Be exact. Print each record as it stands.
***** Listed records
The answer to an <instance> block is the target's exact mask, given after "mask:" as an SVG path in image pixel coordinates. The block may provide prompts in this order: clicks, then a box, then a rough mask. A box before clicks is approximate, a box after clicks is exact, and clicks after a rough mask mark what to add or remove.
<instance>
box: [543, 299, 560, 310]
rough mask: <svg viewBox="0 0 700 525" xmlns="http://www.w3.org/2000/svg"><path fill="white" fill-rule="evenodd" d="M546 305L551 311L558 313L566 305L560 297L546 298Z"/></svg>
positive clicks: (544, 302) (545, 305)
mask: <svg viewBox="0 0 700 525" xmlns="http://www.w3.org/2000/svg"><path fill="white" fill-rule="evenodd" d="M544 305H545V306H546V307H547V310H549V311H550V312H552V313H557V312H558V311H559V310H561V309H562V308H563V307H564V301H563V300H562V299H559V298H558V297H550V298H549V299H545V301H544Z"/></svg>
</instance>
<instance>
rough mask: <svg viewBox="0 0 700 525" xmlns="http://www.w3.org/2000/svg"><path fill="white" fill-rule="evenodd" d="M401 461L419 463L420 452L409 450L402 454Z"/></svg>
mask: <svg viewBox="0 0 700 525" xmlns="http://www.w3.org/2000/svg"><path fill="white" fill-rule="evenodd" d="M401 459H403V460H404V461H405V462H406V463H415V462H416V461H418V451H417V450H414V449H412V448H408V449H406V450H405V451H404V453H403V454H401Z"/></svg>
**********
> _Task output_
The answer to an <instance> block is the target's exact mask, given after "mask:" as an SVG path in image pixel coordinates. The block may provide prompts in this order: clicks, then a box, then a rough mask. A box before clicks is approximate, a box after clicks is exact, and clicks after a rough mask mark what to add or remove.
<instance>
box: [543, 299, 560, 310]
rough mask: <svg viewBox="0 0 700 525" xmlns="http://www.w3.org/2000/svg"><path fill="white" fill-rule="evenodd" d="M546 305L551 311L558 313L566 305L560 297L546 298Z"/></svg>
positive clicks: (544, 302) (545, 305)
mask: <svg viewBox="0 0 700 525" xmlns="http://www.w3.org/2000/svg"><path fill="white" fill-rule="evenodd" d="M544 305H545V306H546V307H547V310H549V311H550V312H552V313H557V312H558V311H559V310H561V309H562V308H563V307H564V301H563V300H562V299H559V298H558V297H550V298H549V299H545V301H544Z"/></svg>
</instance>
<instance>
rough mask: <svg viewBox="0 0 700 525" xmlns="http://www.w3.org/2000/svg"><path fill="white" fill-rule="evenodd" d="M401 461L419 463L420 452L409 450L402 454Z"/></svg>
mask: <svg viewBox="0 0 700 525" xmlns="http://www.w3.org/2000/svg"><path fill="white" fill-rule="evenodd" d="M401 459H403V460H404V461H405V462H406V463H415V462H416V461H418V451H417V450H414V449H412V448H408V449H406V450H405V451H404V453H403V454H401Z"/></svg>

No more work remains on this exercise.